## Source
Following is the speech entitled "An Overview of the Northern Metropolis Development Strategy" by the Secretary for Development, Ms Bernadette Linn, at the Hong Kong Institute of Surveyors (HKIS) Annual Conference 2022 – "Northern Metropolis: A New Era of Hong Kong towards Sustainability, Resilience and Growth" today (September 17):
President KK (the President of the HKIS, Mr Chiu Kam-kuen), distinguished speakers, ladies and gentlemen,
Good morning. It is my pleasure to join you at the event this morning.
First of all, I think it is most fitting and proper for HKIS to have chosen this topic, the Northern Metropolis, as the theme of the annual conference. This is because at the beginning of this term of the Governnment, we have already made it very clear that our strong focus of this administration will be placed on land and housing supply, economic growth and sustainability. Ahead of us there will be two major growth engines, one is the Kau Yi Chau reclamation, and the second the Northern Metropolis.
I was suggested to give an overview on the Northern Metropolis. This is a mammoth task to achieve within 15 minutes, considering the geographical coverage of 30 000 hectares, the projected population of 2.5 million, around one-third of Hong Kong's total, and the many initiatives we are taking to transform it into a modern, prosperous and livable community. But if you allow me, I would like to present the Government's vision for this precious region from three perspectives.
First, the Northern Metropolis is not just about the future, but also about the present.
The Northern Metropolis is sometimes understood, or misunderstood, as something to happen in the remote future, a project in the making, a distant goal that we can only dream of. This overlooks the fact that we are building our vision on a strong basis that we already have, and the solid actions already in the pipeline.

(Segmentation dataset records)
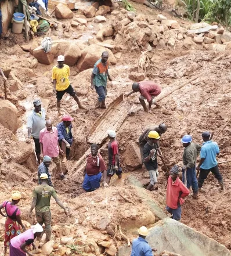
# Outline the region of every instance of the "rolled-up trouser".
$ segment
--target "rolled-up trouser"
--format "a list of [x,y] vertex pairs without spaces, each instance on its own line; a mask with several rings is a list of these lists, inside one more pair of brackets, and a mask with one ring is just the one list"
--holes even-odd
[[158,172],[158,170],[154,170],[151,171],[149,171],[149,176],[150,176],[150,183],[151,185],[155,184],[155,183],[157,182],[157,177],[159,175],[159,173]]
[[[182,169],[182,181],[185,183],[185,169]],[[198,183],[196,175],[196,165],[193,168],[187,168],[186,174],[186,187],[190,189],[190,186],[193,189],[193,193],[197,193],[198,191]]]
[[59,156],[58,156],[56,157],[52,157],[52,160],[57,166],[57,168],[59,171],[59,174],[60,174],[63,172],[63,171],[62,170],[62,164],[61,164],[61,161],[59,158]]
[[86,192],[91,192],[98,189],[100,186],[102,176],[101,172],[99,172],[95,175],[88,175],[86,174],[84,176],[82,188]]
[[38,212],[35,211],[36,219],[41,226],[44,223],[46,240],[49,241],[51,237],[51,212],[47,211],[44,212]]
[[98,87],[95,86],[95,88],[97,94],[99,95],[98,100],[101,102],[104,100],[107,96],[107,87],[103,86]]
[[207,178],[210,171],[214,175],[216,179],[218,181],[219,184],[223,183],[223,178],[218,169],[218,165],[216,165],[210,169],[200,168],[199,178],[198,179],[198,187],[199,189],[202,188],[204,180]]
[[172,218],[176,221],[180,221],[181,219],[181,205],[178,206],[177,209],[172,209],[172,208],[166,206],[167,211],[172,214]]

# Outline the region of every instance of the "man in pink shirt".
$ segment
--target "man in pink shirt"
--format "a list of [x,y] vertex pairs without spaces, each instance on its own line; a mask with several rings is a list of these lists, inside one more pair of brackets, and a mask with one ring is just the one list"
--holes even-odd
[[[154,104],[157,107],[161,107],[159,104],[154,102],[153,99],[161,92],[161,88],[153,81],[143,81],[139,82],[134,82],[132,84],[132,91],[125,96],[128,96],[135,92],[139,92],[140,95],[139,97],[139,102],[142,105],[145,111],[151,113],[151,104]],[[149,103],[149,109],[147,110],[145,100]]]
[[46,128],[40,131],[39,143],[41,158],[42,160],[44,156],[48,156],[51,157],[60,174],[60,178],[63,179],[64,175],[62,169],[59,153],[63,154],[64,153],[58,142],[57,128],[52,127],[52,122],[49,120],[46,121]]
[[181,219],[181,205],[185,203],[183,197],[188,196],[190,193],[179,178],[178,174],[178,167],[174,165],[170,170],[166,196],[166,210],[172,214],[171,218],[176,221]]

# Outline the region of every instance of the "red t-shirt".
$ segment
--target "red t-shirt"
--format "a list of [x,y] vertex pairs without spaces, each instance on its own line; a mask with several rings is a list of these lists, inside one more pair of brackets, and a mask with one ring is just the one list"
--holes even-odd
[[109,143],[109,164],[116,164],[116,155],[119,153],[117,142],[115,140]]
[[151,100],[152,96],[157,96],[161,92],[161,87],[153,81],[143,81],[139,84],[139,92],[148,102]]
[[92,157],[90,153],[86,157],[86,173],[88,175],[95,175],[106,170],[104,161],[100,154],[98,153],[96,157]]

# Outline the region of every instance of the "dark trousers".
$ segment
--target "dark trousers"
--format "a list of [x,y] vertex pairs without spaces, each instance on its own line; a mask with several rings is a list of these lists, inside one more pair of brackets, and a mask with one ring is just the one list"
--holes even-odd
[[99,95],[98,100],[99,102],[102,102],[104,100],[107,96],[107,87],[106,86],[95,86],[95,91],[97,94]]
[[218,169],[218,165],[216,165],[211,169],[202,169],[200,168],[199,178],[198,179],[198,187],[199,189],[202,188],[204,180],[207,178],[210,171],[214,175],[216,179],[218,181],[219,183],[223,183],[223,178],[222,175],[220,174]]
[[[182,169],[182,181],[185,183],[185,171],[184,169]],[[193,193],[197,193],[198,191],[198,183],[196,175],[196,166],[193,168],[187,168],[186,179],[186,187],[189,189],[192,186]]]

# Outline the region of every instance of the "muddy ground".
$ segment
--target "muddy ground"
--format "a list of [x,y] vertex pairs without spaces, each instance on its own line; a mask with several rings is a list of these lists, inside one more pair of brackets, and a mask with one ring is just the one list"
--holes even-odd
[[[150,10],[147,7],[134,5],[138,13],[142,12],[146,15],[154,15],[158,13],[156,10]],[[88,33],[91,34],[90,30]],[[15,41],[11,42],[8,40],[1,41],[2,51],[0,53],[0,57],[2,62],[13,64],[13,69],[17,73],[20,72],[20,70],[17,71],[17,68],[20,67],[23,63],[26,63],[27,59],[30,57],[30,55],[19,49],[13,51],[12,49],[15,48],[10,46],[13,46],[17,42],[19,44],[22,42],[21,38],[17,38],[15,35],[14,38]],[[9,44],[10,46],[9,46]],[[11,54],[9,55],[8,52]],[[133,175],[142,183],[145,183],[149,181],[147,178],[148,175],[145,173],[142,174],[140,167],[138,167],[134,171],[133,168],[128,164],[129,161],[137,162],[138,160],[136,154],[128,152],[126,149],[132,142],[137,144],[140,133],[145,127],[151,124],[158,124],[165,122],[168,126],[167,132],[161,138],[160,146],[169,168],[174,164],[182,164],[183,148],[181,143],[181,138],[185,134],[191,134],[194,142],[201,143],[201,134],[205,130],[214,132],[214,138],[218,143],[221,149],[218,161],[229,159],[231,150],[230,125],[228,124],[221,134],[218,135],[218,132],[231,114],[230,54],[230,52],[226,51],[219,60],[216,60],[219,56],[217,53],[202,49],[186,51],[182,48],[176,47],[172,49],[152,51],[151,60],[154,64],[149,67],[146,79],[152,80],[160,84],[163,88],[163,93],[171,91],[181,84],[186,84],[182,88],[160,100],[160,104],[162,105],[162,108],[156,109],[153,107],[151,114],[143,112],[138,104],[134,104],[138,102],[138,95],[125,99],[125,103],[121,103],[120,101],[118,103],[116,103],[115,107],[121,107],[120,109],[122,110],[121,112],[124,110],[128,111],[128,109],[129,110],[117,131],[121,163],[124,176],[121,181],[117,181],[116,178],[112,179],[111,185],[109,189],[100,189],[102,198],[99,199],[97,199],[99,194],[86,194],[83,191],[81,188],[83,180],[81,173],[81,168],[79,165],[76,166],[77,161],[89,147],[90,143],[88,140],[95,127],[94,124],[100,119],[105,110],[93,108],[96,94],[92,91],[89,87],[91,70],[87,70],[78,74],[76,67],[71,67],[71,84],[80,95],[81,102],[89,110],[85,111],[78,109],[74,100],[69,96],[66,95],[63,98],[62,113],[68,113],[74,117],[73,134],[75,142],[72,150],[72,159],[63,165],[63,168],[67,172],[67,180],[60,181],[56,179],[56,170],[53,165],[52,165],[51,169],[53,169],[55,186],[62,200],[70,210],[72,215],[66,218],[62,210],[53,204],[53,224],[77,224],[76,219],[78,219],[78,225],[83,229],[84,234],[89,235],[89,232],[94,232],[94,223],[91,223],[89,225],[82,218],[83,216],[84,218],[91,218],[91,214],[96,214],[94,212],[93,207],[89,206],[91,202],[99,200],[99,201],[102,201],[103,203],[104,195],[111,194],[113,191],[114,196],[116,197],[117,190],[123,191],[124,193],[129,194],[130,197],[136,201],[136,199],[139,197],[135,193],[132,194],[133,189],[130,185],[128,185],[127,177]],[[140,52],[136,52],[122,53],[121,58],[117,61],[117,64],[112,66],[110,72],[113,81],[108,84],[108,96],[106,100],[108,106],[119,95],[131,91],[132,81],[129,79],[128,75],[131,70],[134,70],[134,66],[137,66],[139,55]],[[19,100],[17,103],[19,106],[24,107],[26,112],[23,112],[20,116],[20,125],[16,134],[19,141],[24,141],[26,139],[26,116],[28,111],[32,109],[33,99],[37,96],[47,100],[47,102],[45,102],[49,104],[49,106],[47,106],[48,116],[53,121],[53,125],[56,125],[60,121],[57,117],[55,96],[50,93],[51,70],[54,64],[55,63],[49,66],[38,63],[37,68],[34,70],[38,78],[37,88],[31,84],[27,85],[30,78],[26,79],[25,74],[22,74],[21,80],[26,85],[22,89],[26,93],[26,97],[21,97],[24,99]],[[196,79],[187,84],[187,81],[193,78]],[[23,81],[24,78],[25,81]],[[117,105],[120,104],[121,106],[119,107]],[[110,114],[113,114],[111,112],[110,113]],[[111,121],[109,115],[109,114],[106,118],[106,124],[104,124],[106,127],[107,124],[110,125]],[[116,122],[119,119],[120,116],[118,115],[114,118],[113,121]],[[99,132],[96,131],[96,132]],[[5,138],[9,138],[9,144],[12,143],[10,141],[12,139],[17,140],[13,137],[15,135],[10,135],[11,137],[8,135],[6,134]],[[16,142],[14,143],[19,143]],[[101,143],[100,146],[103,145],[103,143]],[[24,149],[20,148],[19,144],[17,145],[14,146],[15,149],[13,149],[13,147],[10,145],[5,145],[6,147],[9,146],[7,147],[8,150],[5,151],[8,152],[9,155],[11,154],[13,156],[16,154],[19,148],[23,152]],[[104,147],[105,147],[105,146]],[[4,154],[6,154],[5,152]],[[102,155],[105,160],[107,160],[106,153],[103,153]],[[13,158],[13,156],[12,157]],[[26,163],[23,163],[22,165],[19,165],[10,161],[10,157],[6,158],[10,159],[6,161],[6,166],[5,167],[5,172],[7,171],[7,174],[2,172],[2,173],[0,175],[1,200],[8,200],[12,190],[17,189],[22,191],[23,197],[19,207],[24,212],[23,218],[24,217],[24,219],[26,220],[27,210],[29,208],[31,201],[32,188],[36,185],[36,162],[34,157],[31,157]],[[153,199],[160,203],[164,210],[166,175],[164,168],[162,168],[161,160],[159,160],[158,162],[158,189],[151,193]],[[231,204],[229,199],[231,195],[231,176],[229,174],[230,164],[222,164],[219,166],[224,179],[225,190],[221,192],[217,181],[212,175],[210,175],[204,183],[199,199],[193,200],[191,193],[186,200],[182,209],[182,222],[231,249]],[[129,194],[131,193],[132,194]],[[109,197],[111,199],[114,196],[111,195]],[[122,202],[124,203],[122,201]],[[112,200],[110,207],[113,209],[116,209],[117,206],[117,204],[114,204]],[[102,207],[103,212],[103,206],[100,207]],[[127,209],[126,214],[128,215],[125,214],[126,216],[124,215],[124,218],[118,219],[118,216],[123,214],[123,207],[122,207],[121,209],[113,215],[114,221],[117,219],[118,222],[122,222],[124,218],[129,218],[129,212]],[[139,205],[139,207],[141,209],[142,205]],[[88,214],[84,215],[83,212],[86,211]],[[135,219],[136,216],[139,215],[136,212],[133,212],[132,214]],[[103,214],[99,215],[98,217],[104,218]],[[150,218],[153,218],[151,214]],[[1,222],[2,221],[2,219]],[[151,222],[151,219],[150,221]],[[129,225],[129,222],[126,222],[124,228],[125,230],[131,228]],[[93,229],[90,226],[93,226]],[[135,226],[133,225],[132,228],[134,228]],[[2,232],[1,235],[3,235]],[[80,236],[81,236],[80,235]],[[2,243],[1,241],[1,248]]]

## Tasks for this exercise
• a. Transcribe the passage of the speech from "First, the Northern" to "in the pipeline.".
• b. According to the speech, what is the projected population of the Northern Metropolis?
The items are not needed for anything here.

## Set of answers
• a.
First, the Northern Metropolis is not just about the future, but also about the present.
The Northern Metropolis is sometimes understood, or misunderstood, as something to happen in the remote future, a project in the making, a distant goal that we can only dream of. This overlooks the fact that we are building our vision on a strong basis that we already have, and the solid actions already in the pipeline.

• b. 2.5 million, around one-third of Hong Kong's total